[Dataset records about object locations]

------------------------------------------------------------

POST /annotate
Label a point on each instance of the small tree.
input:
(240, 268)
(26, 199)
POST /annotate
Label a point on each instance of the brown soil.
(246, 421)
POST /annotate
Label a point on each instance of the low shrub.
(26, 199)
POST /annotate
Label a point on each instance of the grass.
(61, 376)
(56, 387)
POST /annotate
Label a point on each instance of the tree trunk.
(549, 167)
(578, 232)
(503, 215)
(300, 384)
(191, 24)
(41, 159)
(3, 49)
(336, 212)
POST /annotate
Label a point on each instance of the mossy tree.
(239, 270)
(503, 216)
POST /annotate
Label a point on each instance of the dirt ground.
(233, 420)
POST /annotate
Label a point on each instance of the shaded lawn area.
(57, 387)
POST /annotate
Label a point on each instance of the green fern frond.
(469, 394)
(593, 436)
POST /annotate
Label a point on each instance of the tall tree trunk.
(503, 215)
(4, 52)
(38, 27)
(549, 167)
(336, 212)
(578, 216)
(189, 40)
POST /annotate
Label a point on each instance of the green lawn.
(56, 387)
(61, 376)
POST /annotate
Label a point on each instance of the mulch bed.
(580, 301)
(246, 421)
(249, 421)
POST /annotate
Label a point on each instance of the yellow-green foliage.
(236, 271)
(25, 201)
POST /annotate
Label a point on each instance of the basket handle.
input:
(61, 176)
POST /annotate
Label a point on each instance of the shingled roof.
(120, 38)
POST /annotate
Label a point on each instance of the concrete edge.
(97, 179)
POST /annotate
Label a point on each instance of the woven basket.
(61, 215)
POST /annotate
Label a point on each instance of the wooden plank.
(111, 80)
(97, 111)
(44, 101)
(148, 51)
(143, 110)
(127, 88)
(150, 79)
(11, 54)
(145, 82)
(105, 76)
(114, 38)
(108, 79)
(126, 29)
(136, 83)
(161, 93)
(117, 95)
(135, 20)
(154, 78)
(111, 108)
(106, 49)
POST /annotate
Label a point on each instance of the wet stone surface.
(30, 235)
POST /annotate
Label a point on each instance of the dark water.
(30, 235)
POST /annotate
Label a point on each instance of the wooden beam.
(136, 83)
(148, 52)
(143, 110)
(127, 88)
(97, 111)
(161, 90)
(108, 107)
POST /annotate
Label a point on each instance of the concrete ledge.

------------------------------------------------------------

> **Exercise instructions**
Exactly reproduce every line of the data above.

> **Answer to this task**
POST /annotate
Label a point on each instance of the small tree.
input:
(240, 268)
(26, 199)
POST /annotate
Label a point on each instance of the brown soil.
(246, 421)
POST /annotate
Label a point on each instance of the low shrub.
(26, 199)
POST /annotate
Label a point on each instance of the grass.
(61, 376)
(56, 387)
POST /annotate
Label a point on each instance of the tree trunk.
(549, 167)
(578, 232)
(503, 215)
(300, 384)
(191, 24)
(41, 159)
(3, 49)
(336, 212)
POST /annotate
Label a point on each instance of the mossy tree.
(239, 270)
(503, 216)
POST /annotate
Label a point on each instance of the dirt ground.
(233, 420)
POST /annotate
Label a point on each instance of the shaded lawn area.
(57, 387)
POST /annotate
Label a point on each instance of the green fern frond.
(469, 394)
(593, 436)
POST /annotate
Label a point on each instance of the tall tree trunk.
(503, 215)
(4, 52)
(38, 27)
(549, 167)
(336, 212)
(578, 216)
(189, 40)
POST /annotate
Label a point on each instance of the green lawn.
(56, 387)
(61, 376)
POST /annotate
Label a point on each instance of the mulch bed.
(580, 301)
(246, 421)
(249, 421)
POST /annotate
Label a point on each instance of the yellow-green foliage.
(236, 271)
(25, 201)
POST /annotate
Label a point on each instance of the basket handle.
input:
(61, 176)
POST /annotate
Label a point on each instance of the shingled roof.
(120, 38)
POST /annotate
Label a point on each instance of the concrete edge.
(97, 179)
POST /annotate
Label a point on each instance of the woven basket.
(61, 215)
POST /annotate
Label a point on each instance of the wooden plank.
(111, 80)
(97, 111)
(44, 101)
(148, 51)
(143, 110)
(127, 88)
(150, 79)
(11, 54)
(145, 82)
(105, 76)
(114, 38)
(108, 79)
(126, 29)
(136, 83)
(161, 93)
(117, 95)
(135, 20)
(154, 78)
(111, 108)
(106, 49)
POST /annotate
Label a point on each instance of the wet stone surface.
(30, 235)
POST /annotate
Label a point on each instance of the dark water.
(30, 235)
POST /annotate
Label a point on each instance of the wooden beam.
(136, 83)
(148, 52)
(143, 110)
(127, 88)
(97, 111)
(161, 90)
(108, 107)
POST /annotate
Label a point on each instance of the concrete ledge.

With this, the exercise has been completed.